▶ [WHAT TO WORK ON]
Print out every record exactly as it appears.

>> BEGIN GIVEN INFORMATION

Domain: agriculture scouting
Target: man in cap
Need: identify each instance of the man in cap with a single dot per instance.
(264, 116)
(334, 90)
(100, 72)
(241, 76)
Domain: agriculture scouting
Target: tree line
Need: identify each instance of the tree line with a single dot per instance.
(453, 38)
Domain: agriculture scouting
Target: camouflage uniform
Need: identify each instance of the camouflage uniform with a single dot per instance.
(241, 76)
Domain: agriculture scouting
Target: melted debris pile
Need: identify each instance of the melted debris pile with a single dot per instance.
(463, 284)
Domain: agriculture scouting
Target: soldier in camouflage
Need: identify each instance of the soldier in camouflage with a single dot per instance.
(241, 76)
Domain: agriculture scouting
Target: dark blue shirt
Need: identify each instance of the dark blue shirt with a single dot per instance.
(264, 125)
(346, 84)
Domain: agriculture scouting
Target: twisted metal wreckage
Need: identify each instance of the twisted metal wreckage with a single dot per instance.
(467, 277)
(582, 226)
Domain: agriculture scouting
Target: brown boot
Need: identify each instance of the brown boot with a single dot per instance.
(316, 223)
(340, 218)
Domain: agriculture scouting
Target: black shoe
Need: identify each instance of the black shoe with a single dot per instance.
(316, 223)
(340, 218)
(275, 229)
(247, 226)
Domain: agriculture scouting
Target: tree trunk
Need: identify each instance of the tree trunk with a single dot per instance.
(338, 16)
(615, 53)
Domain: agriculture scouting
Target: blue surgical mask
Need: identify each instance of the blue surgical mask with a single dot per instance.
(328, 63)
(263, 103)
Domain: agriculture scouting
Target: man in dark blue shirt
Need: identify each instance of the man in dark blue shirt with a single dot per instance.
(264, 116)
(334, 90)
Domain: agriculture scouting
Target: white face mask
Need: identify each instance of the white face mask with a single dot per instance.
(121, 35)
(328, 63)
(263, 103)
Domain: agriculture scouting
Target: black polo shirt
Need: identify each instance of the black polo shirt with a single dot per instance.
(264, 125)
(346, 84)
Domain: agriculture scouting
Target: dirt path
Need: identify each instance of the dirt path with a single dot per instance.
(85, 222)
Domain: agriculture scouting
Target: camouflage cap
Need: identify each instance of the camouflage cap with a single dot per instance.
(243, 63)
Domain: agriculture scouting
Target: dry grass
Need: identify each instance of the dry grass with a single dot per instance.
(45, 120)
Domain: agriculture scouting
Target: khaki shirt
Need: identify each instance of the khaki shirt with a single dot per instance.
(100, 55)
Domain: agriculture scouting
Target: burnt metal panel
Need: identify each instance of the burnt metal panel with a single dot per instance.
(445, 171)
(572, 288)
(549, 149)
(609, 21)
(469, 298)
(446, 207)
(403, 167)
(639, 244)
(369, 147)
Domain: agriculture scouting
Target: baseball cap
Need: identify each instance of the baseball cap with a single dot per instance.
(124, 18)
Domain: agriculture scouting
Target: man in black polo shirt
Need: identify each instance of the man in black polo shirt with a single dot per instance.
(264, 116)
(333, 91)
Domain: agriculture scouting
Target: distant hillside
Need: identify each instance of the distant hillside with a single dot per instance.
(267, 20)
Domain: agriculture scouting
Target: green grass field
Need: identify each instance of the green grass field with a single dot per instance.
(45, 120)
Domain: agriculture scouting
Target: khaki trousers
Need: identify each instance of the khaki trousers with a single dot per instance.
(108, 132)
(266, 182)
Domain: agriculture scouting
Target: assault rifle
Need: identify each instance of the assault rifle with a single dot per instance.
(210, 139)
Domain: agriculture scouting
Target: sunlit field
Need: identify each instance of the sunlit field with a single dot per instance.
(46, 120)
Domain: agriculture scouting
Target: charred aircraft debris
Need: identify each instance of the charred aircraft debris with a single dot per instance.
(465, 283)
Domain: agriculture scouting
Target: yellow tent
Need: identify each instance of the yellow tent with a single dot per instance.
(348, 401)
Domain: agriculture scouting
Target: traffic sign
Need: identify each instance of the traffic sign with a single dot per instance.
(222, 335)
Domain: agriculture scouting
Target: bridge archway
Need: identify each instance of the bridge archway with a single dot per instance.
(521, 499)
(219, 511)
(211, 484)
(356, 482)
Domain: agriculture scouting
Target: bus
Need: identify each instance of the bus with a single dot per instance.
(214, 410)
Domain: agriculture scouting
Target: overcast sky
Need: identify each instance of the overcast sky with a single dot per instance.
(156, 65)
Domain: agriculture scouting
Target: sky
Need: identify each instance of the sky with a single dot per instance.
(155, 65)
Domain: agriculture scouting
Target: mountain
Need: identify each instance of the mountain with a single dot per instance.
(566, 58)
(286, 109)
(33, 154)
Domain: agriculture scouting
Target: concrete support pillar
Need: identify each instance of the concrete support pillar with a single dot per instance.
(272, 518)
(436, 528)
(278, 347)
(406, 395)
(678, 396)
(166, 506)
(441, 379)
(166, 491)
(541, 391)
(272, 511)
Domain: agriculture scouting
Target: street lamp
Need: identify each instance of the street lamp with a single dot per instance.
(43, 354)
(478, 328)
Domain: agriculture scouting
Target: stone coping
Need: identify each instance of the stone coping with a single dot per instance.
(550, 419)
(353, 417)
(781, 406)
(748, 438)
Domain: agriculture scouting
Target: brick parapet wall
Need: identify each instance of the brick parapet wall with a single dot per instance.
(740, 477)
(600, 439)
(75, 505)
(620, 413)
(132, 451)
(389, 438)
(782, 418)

>> END GIVEN INFORMATION

▶ [FULL OUTPUT]
Domain: agriculture scouting
Target: man in cap
Need: identify each instance of the man in cap with a single dot per instance.
(264, 116)
(334, 90)
(100, 72)
(241, 76)
Domain: agriculture scouting
Target: tree line
Need: identify each instance of the tree line with a single dot per instance.
(453, 38)
Domain: agriculture scouting
Target: camouflage uniform
Need: identify each instance of the camouflage uniform with a single dot per instance.
(241, 76)
Domain: agriculture scouting
Target: melted debris pile
Need: identify each instance of the melted debris pile with a single dot per instance.
(463, 284)
Domain: agriculture scouting
Target: soldier in camouflage
Need: identify each instance of the soldier in camouflage with a single dot per instance.
(241, 76)
Domain: agriculture scouting
Target: dark blue shirt
Need: identify each instance of the dark blue shirt with a single dot per instance.
(264, 125)
(346, 84)
Domain: agriculture scouting
Target: twisted metal wreckage
Need: identify each instance of the twisted metal wreckage with a single dot per instance.
(467, 277)
(582, 226)
Domain: agriculture scouting
Target: brown boot
Need: identify each instance of the brown boot with a single dot per instance.
(316, 223)
(340, 218)
Domain: agriculture scouting
Target: black shoe
Need: identify each instance of the black shoe with a single dot per instance.
(316, 223)
(340, 218)
(275, 229)
(247, 226)
Domain: agriculture scouting
Target: tree trunk
Need: identify each instance of the tree trunk with a single dot per instance.
(338, 16)
(615, 53)
Domain: agriculture scouting
Target: blue surgical mask
Need: identify each instance of the blue surgical mask with a single dot per instance.
(328, 63)
(263, 103)
Domain: agriculture scouting
Target: man in dark blue shirt
Need: identify each instance of the man in dark blue shirt with a single dot per instance.
(264, 116)
(334, 90)
Domain: agriculture scouting
Target: white face mask
Need: identify each instance of the white face mask with a single dot per instance.
(121, 35)
(328, 63)
(263, 103)
Domain: agriculture scouting
Target: black polo shirt
Need: identify each instance of the black polo shirt with a single dot per instance.
(264, 125)
(346, 84)
Domain: agriculture scouting
Target: dirt path
Need: identify each instance of the dirt path with a single dot per instance.
(85, 222)
Domain: agriculture scouting
Target: camouflage cap
Need: identify each instance of the camouflage cap with a single dot per instance.
(243, 63)
Domain: agriculture scouting
Target: dry grass
Need: identify each instance of the dry grass with a single dot per instance.
(45, 120)
Domain: agriculture scouting
Target: khaki shirt
Need: identify each instance of the khaki shirt with a single dot per instance.
(100, 55)
Domain: agriculture scouting
Target: burnt metal panel
Need: identify each instance of the burnt metal panel with a single dot per instance.
(445, 171)
(572, 288)
(549, 149)
(609, 21)
(469, 298)
(446, 207)
(403, 167)
(639, 244)
(369, 147)
Domain: agriculture scouting
Target: baseball cap
Need: identify each instance of the baseball cap with a single dot per instance.
(124, 18)
Domain: agriculture scouting
Target: man in black polo shirt
Need: identify each instance of the man in black polo shirt with a single dot per instance.
(264, 116)
(333, 91)
Domain: agriculture scouting
Target: distant hillside
Need: identify each instance of the distant hillside with a single dot per instance.
(267, 20)
Domain: agriculture scouting
Target: green grass field
Need: identify each instance of the green grass field with a single dot per instance.
(45, 120)
Domain: agriculture scouting
Target: khaki trousers
Need: identify each instance of the khaki trousers with a single dot per instance.
(108, 132)
(266, 182)
Domain: agriculture scouting
Target: assault rifle
Need: identify each instance of the assault rifle with a single dot per instance.
(210, 139)
Domain: agriculture scouting
Target: sunlit field
Need: identify each instance of the sunlit field with a single dot per instance.
(46, 120)
Domain: agriculture scouting
Target: charred aircraft debris
Need: identify each instance of the charred aircraft debris with a single dot per instance.
(465, 283)
Domain: agriculture scouting
Target: yellow tent
Need: identify each instance of the yellow tent with a single dot per instance.
(348, 401)
Domain: agriculture scouting
Target: traffic sign
Need: identify each instance of the traffic sign with a single dot per instance.
(222, 335)
Domain: agriculture scouting
Target: bridge archway
Need: identify each instance of the bridge archway with a single dot per instance.
(521, 499)
(219, 511)
(211, 484)
(356, 482)
Domain: agriculture scouting
Target: bus
Need: identify each instance of the bus with a single dot per instance.
(214, 410)
Domain: agriculture scouting
Target: overcast sky
Need: identify each instance of the overcast sky with a single dot per instance.
(156, 65)
Domain: agriculture scouting
Target: sky
Need: identify each instance of the sky with a single dot per instance.
(155, 65)
Domain: agriculture scouting
Target: mountain
Need: identify each instance of the mountain with a single dot per instance.
(566, 58)
(286, 109)
(33, 154)
Domain: agriculture scouting
Target: concrete support pillar
Need: identify each instance of the concrete support pillar with a single dot per instance.
(272, 518)
(436, 528)
(278, 347)
(406, 395)
(678, 396)
(166, 506)
(441, 379)
(166, 491)
(541, 391)
(272, 511)
Domain: agriculture scouting
Target: street lamp
Need: identify each instance of the street lamp with a single dot per instance.
(43, 354)
(478, 328)
Domain: agriculture scouting
Target: stone coping
Need: identify each instance of the stone coping with a single dot per instance.
(550, 419)
(353, 417)
(781, 406)
(748, 438)
Domain: agriculture scouting
Target: brick parapet wall
Need: identify each instance of the brick parapet wall with a single dot per instance.
(740, 477)
(600, 439)
(75, 505)
(620, 413)
(132, 451)
(389, 438)
(782, 418)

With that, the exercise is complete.